-- What you will do --
Pull out every line below that holds the word "this".
===== Entries shown =====
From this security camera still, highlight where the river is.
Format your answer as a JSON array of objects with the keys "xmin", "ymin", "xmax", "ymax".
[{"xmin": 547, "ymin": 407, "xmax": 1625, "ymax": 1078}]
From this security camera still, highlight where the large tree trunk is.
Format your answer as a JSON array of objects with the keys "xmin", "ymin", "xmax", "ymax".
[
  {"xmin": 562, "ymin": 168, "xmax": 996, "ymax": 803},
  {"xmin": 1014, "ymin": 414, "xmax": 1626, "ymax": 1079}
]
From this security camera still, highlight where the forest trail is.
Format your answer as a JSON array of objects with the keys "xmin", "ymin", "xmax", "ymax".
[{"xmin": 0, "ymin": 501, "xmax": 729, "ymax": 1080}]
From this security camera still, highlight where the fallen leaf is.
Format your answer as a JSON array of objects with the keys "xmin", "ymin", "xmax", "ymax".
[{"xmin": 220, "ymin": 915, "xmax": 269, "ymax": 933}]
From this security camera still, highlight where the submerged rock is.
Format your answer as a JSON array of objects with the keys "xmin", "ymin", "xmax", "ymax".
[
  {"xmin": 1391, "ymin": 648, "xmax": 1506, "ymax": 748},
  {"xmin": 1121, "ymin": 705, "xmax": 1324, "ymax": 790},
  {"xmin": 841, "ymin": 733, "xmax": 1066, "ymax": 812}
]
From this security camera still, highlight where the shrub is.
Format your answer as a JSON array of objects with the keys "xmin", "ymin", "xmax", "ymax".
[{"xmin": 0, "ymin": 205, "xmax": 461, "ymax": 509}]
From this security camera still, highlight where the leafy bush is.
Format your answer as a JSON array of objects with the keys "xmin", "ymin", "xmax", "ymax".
=====
-- Task answer --
From this security camera still, highlight where the river is.
From this security camera still, highlight where the large tree trunk is.
From this security camera still, highlight where the forest trail is.
From this security camera still, highlight where the fallen leaf is.
From this security camera still, highlight where the submerged rock is.
From this security camera still, highlight where the shrub is.
From this security camera still, highlight where the leafy bush is.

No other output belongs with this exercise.